Grève à “20 minutes”
Le quotidien gratuit, menacé d'un plan social,
entame sa deuxième journée de grève. Derrière ce mouvement, le gros malaise
d'une rédaction poussée à bout.
« On a conscience qu’on est un journal
low cost, mais là... » , soupire ce
journaliste de 20 Minutes. Bref, si son journal était une compagnie aérienne, elle
serait du genre à faire voyager ses passagers debout. Depuis mardi, la
rédaction du quotidien gratuit est en grève. La raison ? Un plan de sauvegarde
de l’emploi – un PSE comme on dit dans le jargon – qui menace treize postes,
dont l’intégralité du service photo. Dans un communiqué posté sur un Tumblr créé pour l’occasion, les salariés s’émeuvent de ses « conséquences
dramatiques sur l’ensemble de la production et sur la qualité de l’information
que fournit chaque jour la rédaction sur tous les supports, papier et numérique
».
La rédaction de 20 Minutes, réputée paisible, ne
hausse pas souvent le ton. C’était arrivé une fois, au cœur de l’été 2008, quand
Johan Hufnagel, le rédacteur en chef du site, avait été brutalement débarqué
par la direction. Puis une autre en 2009, quand
la direction avait présenté un plan d’organisation supprimant le secrétariat de
la rédaction. Cette troisième grève marque une nouvelle étape dans la
dégradation des conditions de travail d’une rédaction de plus en plus affaiblie
: dans les mails des salariés de 20 minutes, on peut lire, en
signature : « 20 Minutes,
1er quotidien de France, 4,377 millions de lecteurs chaque jour, 3e site de
news, 5,4 millions de visiteurs uniques mensuels,1ère marque de presse
d’information en France ». Derrière ces
déclarations triomphantes, la réalité est beaucoup moins reluisante.

══════════

:: TRAVAIL DEMANDÉ ::
(1) Dans l'article sur la grève à 20 Minutes, combien de postes le plan de sauvegarde de l'emploi menace-t-il ?
(2) Quelles sont toutes les affirmations que la signature des mails des salariés, citée dans l'article sur la grève à 20 Minutes, fait au sujet du journal ?
(3) Extrayez de l'article sur la grève à 20 Minutes le passage qui commence par "La rédaction de" et se poursuit jusqu'à "beaucoup moins reluisante.".

══════════

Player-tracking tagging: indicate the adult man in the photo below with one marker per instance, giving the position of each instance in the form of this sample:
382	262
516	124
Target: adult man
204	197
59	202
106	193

══════════

:: RÉPONSES PAR TÂCHE ::
(1) Treize postes, dont l'intégralité du service photo.

(2)
- 1er quotidien de France
- 4,377 millions de lecteurs chaque jour
- 3e site de news
- 5,4 millions de visiteurs uniques mensuels
- 1ère marque de presse d'information en France

(3)
La rédaction de 20 Minutes, réputée paisible, ne
hausse pas souvent le ton. C’était arrivé une fois, au cœur de l’été 2008, quand
Johan Hufnagel, le rédacteur en chef du site, avait été brutalement débarqué
par la direction. Puis une autre en 2009, quand
la direction avait présenté un plan d’organisation supprimant le secrétariat de
la rédaction. Cette troisième grève marque une nouvelle étape dans la
dégradation des conditions de travail d’une rédaction de plus en plus affaiblie
: dans les mails des salariés de 20 minutes, on peut lire, en
signature : « 20 Minutes,
1er quotidien de France, 4,377 millions de lecteurs chaque jour, 3e site de
news, 5,4 millions de visiteurs uniques mensuels,1ère marque de presse
d’information en France ». Derrière ces
déclarations triomphantes, la réalité est beaucoup moins reluisante.